Raw records:
- - - - -

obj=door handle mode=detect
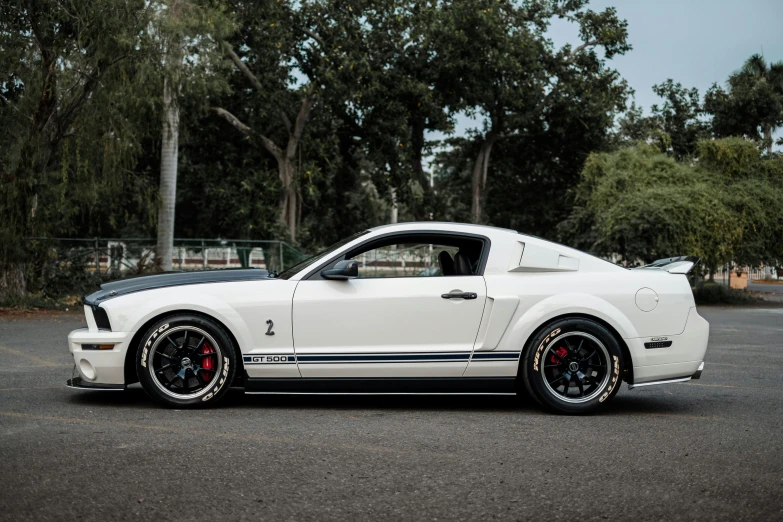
[441,292,478,299]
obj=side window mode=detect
[347,235,483,279]
[351,243,459,279]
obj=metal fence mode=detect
[28,237,307,274]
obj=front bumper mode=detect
[65,374,125,391]
[68,328,132,388]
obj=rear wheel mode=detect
[136,315,237,408]
[520,318,623,414]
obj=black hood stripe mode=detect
[84,268,272,306]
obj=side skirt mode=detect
[245,376,517,395]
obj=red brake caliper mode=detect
[201,343,215,372]
[549,346,568,364]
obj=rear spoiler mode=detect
[634,256,699,274]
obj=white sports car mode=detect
[68,222,709,413]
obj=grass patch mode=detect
[693,281,765,305]
[0,293,82,311]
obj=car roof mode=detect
[370,221,519,234]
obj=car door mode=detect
[293,237,486,378]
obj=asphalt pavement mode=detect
[0,308,783,521]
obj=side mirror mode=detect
[321,259,359,280]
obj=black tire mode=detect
[519,318,624,414]
[136,315,237,408]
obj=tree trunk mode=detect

- - - - -

● Task instructions:
Copy the lines above word for word, leaving out the pictures.

● Reply to the exercise:
obj=door handle mode=detect
[441,292,478,299]
obj=side window mode=detect
[347,235,483,279]
[351,243,459,279]
obj=metal fence mode=detect
[28,237,307,274]
obj=front bumper mode=detect
[65,374,125,391]
[68,328,132,388]
obj=rear wheel mode=detect
[136,315,237,408]
[520,318,623,414]
obj=black hood stripe mode=detect
[84,268,272,306]
obj=side skirt mode=detect
[245,376,517,395]
obj=red brake caliper mode=detect
[201,343,215,372]
[549,346,568,364]
obj=rear spoiler mode=detect
[634,256,699,274]
obj=white sports car mode=detect
[68,222,709,413]
obj=grass patch mode=detect
[693,281,765,305]
[0,293,82,311]
obj=car roof mode=detect
[370,221,519,234]
obj=car door mode=detect
[293,237,486,378]
obj=asphalt pavement mode=detect
[0,308,783,521]
obj=side mirror mode=detect
[321,259,359,280]
obj=black tire mode=detect
[519,318,624,414]
[136,315,237,408]
obj=tree trunk mode=detect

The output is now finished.